--- WHAT THIS TASK INVOLVES ---
According to the hearing transcript, at what time did the subcommittee resume after the recess?

--- DOCUMENT EXTRACT ---
When I picked up the certificate that was made by the auditors and attached to the McKesson & Robbins statement, and held it up alongside of a copy of the engagement or contract between the McKesson & Robbins Co. and the auditors, taking that in one hand and their certificate in the other, I was extremely surprised. I did not see anything in the certificate that gave a security holder fair warning as to what things the auditor was responsible for and what things he was not responsible for.

It may be that there is some other way of approaching this. I despair of ever coming to an agreement as to a definition of audit. It may be that if the Commission is authorized to set some minimum standards, or if the Commission is authorized to require an auditor to disclose in some general way what he does or does not do, that will meet the problem.

If the committee is agreeable, we will continue our discussions with the accounting societies with the hope that we can bring back something that will be acceptable to them and to the proponents of this bill. Senator HUGHES (presiding). We will take a recess at this time until 2:30 this afternoon.

(Whereupon, at 12:45 p. m., a recess was taken until 2:30 p. m., of the same day.)

AFTER RECESS

The subcommittee resumed at 3 p. m.

Senator WAGNER (chairman of the subcommittee). The subcommittee will resume. I have no doubt other members of the subcommittee will be here in a few minutes.

--- Records in a dataset ---

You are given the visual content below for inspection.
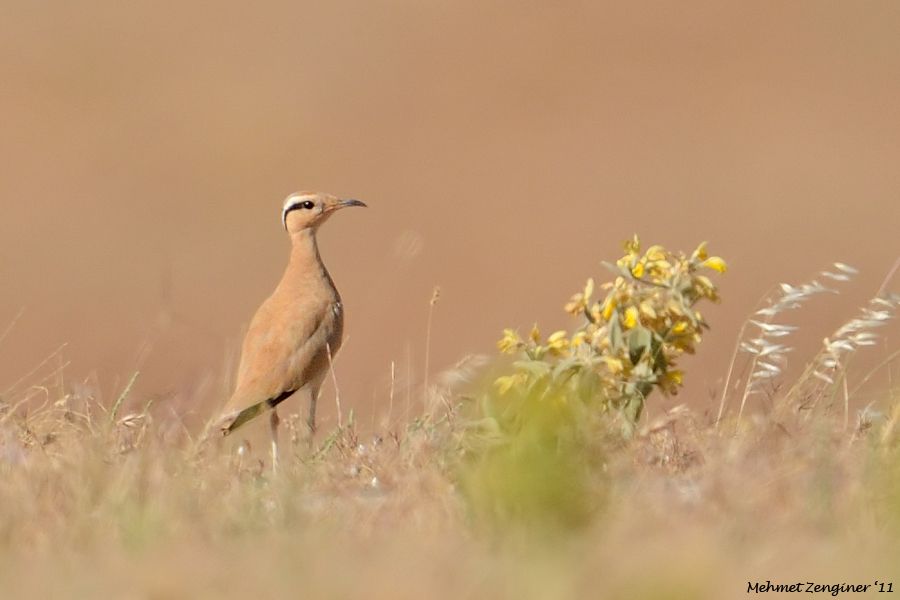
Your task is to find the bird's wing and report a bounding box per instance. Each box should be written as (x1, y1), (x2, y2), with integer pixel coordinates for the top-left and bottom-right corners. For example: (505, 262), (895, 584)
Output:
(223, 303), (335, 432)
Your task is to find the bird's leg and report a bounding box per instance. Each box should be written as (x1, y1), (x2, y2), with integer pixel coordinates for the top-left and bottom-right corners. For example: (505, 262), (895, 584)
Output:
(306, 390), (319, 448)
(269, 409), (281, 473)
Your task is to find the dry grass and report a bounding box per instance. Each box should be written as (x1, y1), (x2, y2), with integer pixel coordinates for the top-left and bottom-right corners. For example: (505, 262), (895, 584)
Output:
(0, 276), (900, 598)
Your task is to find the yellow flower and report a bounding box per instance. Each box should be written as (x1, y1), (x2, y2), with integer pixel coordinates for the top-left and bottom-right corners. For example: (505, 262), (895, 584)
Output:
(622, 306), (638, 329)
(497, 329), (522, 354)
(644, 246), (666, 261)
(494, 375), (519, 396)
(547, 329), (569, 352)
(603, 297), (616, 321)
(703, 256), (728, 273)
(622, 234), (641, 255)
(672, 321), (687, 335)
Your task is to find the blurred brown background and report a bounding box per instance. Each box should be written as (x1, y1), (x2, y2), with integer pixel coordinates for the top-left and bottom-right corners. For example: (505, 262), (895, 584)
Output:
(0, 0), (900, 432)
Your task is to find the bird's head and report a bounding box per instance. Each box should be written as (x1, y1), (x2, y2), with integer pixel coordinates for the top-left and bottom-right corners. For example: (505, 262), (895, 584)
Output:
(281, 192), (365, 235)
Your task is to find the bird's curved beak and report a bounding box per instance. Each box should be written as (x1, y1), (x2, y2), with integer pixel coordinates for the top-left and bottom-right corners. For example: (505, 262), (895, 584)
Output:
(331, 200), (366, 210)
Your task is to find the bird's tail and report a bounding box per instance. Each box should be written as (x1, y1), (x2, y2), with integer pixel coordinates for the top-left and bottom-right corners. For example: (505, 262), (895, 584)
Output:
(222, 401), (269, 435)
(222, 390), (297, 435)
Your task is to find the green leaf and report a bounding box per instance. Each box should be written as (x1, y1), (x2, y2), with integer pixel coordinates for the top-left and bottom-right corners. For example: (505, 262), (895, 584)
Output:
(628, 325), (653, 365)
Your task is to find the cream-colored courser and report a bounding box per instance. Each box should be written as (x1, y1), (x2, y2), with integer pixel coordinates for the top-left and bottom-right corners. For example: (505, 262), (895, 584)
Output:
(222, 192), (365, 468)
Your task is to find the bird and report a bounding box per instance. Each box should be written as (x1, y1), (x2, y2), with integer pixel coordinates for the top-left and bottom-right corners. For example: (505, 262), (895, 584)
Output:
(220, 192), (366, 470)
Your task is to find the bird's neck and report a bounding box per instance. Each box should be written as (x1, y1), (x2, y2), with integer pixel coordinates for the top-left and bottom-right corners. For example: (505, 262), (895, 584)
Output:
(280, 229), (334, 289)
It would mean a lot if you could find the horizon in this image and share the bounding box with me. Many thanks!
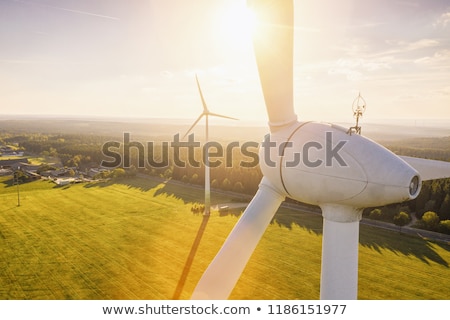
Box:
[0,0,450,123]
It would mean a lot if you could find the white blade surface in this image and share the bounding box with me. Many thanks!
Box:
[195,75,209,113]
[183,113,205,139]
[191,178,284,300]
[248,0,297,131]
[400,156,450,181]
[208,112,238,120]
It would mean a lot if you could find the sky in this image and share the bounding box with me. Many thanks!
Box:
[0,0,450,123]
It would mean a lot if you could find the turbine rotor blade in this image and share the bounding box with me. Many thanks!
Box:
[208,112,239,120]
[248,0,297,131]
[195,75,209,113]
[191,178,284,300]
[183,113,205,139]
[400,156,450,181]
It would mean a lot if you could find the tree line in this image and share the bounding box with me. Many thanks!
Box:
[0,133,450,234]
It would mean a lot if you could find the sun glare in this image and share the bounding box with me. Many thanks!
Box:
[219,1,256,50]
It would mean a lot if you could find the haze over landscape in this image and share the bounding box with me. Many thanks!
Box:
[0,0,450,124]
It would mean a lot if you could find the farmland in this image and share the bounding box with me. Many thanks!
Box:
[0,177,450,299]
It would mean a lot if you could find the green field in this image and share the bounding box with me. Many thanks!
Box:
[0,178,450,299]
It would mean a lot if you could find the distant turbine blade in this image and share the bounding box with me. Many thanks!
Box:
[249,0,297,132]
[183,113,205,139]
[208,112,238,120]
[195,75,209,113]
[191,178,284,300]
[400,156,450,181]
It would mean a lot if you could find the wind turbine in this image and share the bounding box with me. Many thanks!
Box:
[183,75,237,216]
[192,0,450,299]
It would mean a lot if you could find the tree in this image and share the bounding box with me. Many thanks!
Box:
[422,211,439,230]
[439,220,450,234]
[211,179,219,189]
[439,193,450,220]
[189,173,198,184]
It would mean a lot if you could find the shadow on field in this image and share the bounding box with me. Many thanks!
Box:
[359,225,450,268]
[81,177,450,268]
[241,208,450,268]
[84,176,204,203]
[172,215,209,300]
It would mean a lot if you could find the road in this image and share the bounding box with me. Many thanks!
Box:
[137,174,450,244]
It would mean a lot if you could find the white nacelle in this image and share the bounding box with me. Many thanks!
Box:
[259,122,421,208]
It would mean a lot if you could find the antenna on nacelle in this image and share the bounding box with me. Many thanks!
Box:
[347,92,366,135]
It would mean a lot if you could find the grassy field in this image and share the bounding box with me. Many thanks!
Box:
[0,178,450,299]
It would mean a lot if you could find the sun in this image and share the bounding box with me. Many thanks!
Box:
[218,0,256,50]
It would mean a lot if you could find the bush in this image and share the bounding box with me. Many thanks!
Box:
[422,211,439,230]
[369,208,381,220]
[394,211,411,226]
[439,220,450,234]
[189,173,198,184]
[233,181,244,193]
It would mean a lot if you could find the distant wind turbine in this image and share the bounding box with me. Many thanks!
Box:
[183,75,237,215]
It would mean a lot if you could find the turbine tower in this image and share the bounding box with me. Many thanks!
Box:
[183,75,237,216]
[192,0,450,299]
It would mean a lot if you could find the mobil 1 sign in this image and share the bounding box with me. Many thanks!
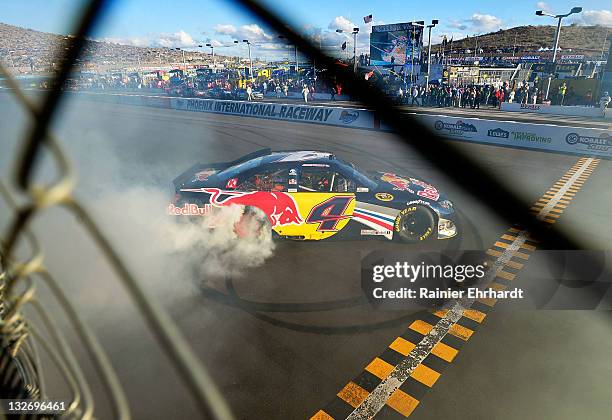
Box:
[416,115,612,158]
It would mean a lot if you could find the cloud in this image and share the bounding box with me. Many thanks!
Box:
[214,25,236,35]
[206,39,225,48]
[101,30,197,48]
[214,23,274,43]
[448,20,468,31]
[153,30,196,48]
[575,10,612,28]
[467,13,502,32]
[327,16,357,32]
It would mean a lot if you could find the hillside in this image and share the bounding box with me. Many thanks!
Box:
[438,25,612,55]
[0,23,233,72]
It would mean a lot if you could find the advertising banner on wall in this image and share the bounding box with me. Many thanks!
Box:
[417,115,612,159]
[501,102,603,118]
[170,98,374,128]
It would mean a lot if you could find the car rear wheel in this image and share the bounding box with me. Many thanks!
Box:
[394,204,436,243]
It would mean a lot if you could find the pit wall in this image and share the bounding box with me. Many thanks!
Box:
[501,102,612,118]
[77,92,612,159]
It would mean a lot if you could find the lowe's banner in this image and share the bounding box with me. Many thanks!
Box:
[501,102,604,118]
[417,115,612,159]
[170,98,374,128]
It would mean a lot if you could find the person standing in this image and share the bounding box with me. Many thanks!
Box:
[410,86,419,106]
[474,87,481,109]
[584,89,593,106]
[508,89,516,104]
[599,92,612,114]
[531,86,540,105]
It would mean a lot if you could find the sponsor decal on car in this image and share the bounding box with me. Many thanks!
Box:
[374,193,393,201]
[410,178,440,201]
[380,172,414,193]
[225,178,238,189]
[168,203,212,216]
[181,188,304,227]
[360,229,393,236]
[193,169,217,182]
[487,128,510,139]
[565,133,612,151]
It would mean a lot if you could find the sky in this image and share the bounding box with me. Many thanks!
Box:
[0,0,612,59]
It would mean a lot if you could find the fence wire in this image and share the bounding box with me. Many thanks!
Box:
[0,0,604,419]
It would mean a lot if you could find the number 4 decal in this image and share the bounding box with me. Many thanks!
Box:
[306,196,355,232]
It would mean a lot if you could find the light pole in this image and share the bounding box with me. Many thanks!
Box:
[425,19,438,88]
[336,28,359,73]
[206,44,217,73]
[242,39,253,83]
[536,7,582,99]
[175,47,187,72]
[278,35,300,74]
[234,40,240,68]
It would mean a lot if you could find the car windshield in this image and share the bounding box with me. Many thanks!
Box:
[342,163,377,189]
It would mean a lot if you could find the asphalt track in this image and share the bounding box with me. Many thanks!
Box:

--- TASK RESULT ---
The subcommittee resumed at 3 p.m.